• [Page extract]
··········
European Shares May Struggle For Direction At Open
European stocks are seen opening mixed in thin trade on Tuesday, with London markets closed in observance of Boxing Day.
Asian markets were trading mixed, with Chinese and Hong Kong stocks declining despite the People’s Bank of China boosting its injection of short-term cash into the banking system to the highest in two months.
China Evergrande Group is facing an initial interest payment deadline for two dollar bonds after reporting progress in resuming home deliveries.
Gold slipped from a one-week high as short-dated Treasury yields hit 22-month high on the back of a survey indicating strong U.S. holiday retail sales.
The dollar languished near the bottom end of its recent trading range versus a basket of peers, while oil extended gains to hover near one-month high on optimism that Omicron won’t derail an economic recovery.
U.S. stocks rose in thin post-Christmas trading on Monday as investors hailed strong holiday season sales and grew confident a global recovery would regain steam next year despite the challenges posed by the Covid-19 pandemic.
The S&P 500 climbed 1.4 percent to reach a new record closing high ahead of year-end window dressing and the tech-heavy Nasdaq Composite rallied 1.4 percent while the Dow added 1 percent.
European stocks closed higher on Monday amid easing concerns about the economic impact of the Omicron variant of the coronavirus.
The pan European Stoxx 600 advanced 0.6 percent. The German DAX rose half a percent to a one-month high and France’s CAC 40 index added 0.8 percent to close at its level in about five weeks, while the U.K. markets were closed for a holiday.
··········
Dataset excerpts:
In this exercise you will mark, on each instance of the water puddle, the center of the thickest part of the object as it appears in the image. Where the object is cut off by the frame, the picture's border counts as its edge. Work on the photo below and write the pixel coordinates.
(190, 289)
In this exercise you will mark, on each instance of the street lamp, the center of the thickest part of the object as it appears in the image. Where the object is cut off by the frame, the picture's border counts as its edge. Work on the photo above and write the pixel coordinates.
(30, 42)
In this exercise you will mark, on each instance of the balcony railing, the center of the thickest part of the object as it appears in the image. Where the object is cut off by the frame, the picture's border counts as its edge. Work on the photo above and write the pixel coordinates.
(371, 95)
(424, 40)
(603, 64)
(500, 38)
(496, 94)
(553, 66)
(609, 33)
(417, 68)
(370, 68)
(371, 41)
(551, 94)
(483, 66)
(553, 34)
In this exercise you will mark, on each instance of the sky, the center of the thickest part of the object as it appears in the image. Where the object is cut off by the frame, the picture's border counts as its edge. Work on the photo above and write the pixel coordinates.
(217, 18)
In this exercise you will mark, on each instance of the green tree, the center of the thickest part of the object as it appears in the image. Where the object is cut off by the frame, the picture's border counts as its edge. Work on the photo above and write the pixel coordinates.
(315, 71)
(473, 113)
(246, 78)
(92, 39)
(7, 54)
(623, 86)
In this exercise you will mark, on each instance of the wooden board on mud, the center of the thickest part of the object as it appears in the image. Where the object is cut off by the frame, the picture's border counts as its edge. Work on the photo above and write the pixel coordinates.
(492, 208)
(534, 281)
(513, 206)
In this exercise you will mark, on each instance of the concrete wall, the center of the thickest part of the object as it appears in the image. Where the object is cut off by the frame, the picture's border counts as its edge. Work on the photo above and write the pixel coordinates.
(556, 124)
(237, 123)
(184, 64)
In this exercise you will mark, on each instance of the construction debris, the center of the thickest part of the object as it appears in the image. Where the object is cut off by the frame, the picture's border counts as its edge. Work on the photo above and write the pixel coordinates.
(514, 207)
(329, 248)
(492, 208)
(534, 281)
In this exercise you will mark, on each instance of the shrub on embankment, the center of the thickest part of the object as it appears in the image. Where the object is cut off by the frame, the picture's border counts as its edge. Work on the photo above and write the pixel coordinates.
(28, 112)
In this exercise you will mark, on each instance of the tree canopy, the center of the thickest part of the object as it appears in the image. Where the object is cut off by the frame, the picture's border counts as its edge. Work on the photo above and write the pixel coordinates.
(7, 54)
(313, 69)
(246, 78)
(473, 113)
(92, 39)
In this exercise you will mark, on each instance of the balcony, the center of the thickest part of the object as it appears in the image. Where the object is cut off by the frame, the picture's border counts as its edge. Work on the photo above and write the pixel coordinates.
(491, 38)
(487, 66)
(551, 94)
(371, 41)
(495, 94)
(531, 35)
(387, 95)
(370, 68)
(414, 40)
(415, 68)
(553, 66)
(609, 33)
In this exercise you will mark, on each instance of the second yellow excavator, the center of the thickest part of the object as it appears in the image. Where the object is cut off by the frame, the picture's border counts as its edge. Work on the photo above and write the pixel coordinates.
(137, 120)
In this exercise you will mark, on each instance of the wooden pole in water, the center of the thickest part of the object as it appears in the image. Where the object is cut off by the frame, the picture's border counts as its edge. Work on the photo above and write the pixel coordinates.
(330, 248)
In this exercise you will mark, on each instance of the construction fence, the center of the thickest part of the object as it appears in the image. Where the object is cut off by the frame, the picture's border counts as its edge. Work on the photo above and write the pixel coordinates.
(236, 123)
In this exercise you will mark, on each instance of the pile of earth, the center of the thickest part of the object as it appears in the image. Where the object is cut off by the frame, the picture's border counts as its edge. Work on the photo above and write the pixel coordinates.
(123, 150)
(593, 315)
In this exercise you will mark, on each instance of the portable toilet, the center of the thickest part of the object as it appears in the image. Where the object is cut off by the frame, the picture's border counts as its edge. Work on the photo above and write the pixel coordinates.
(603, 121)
··········
Which stock indexes are named in the market report above?

• [Task response] S&P 500, Nasdaq Composite, Dow, Stoxx 600, DAX, CAC 40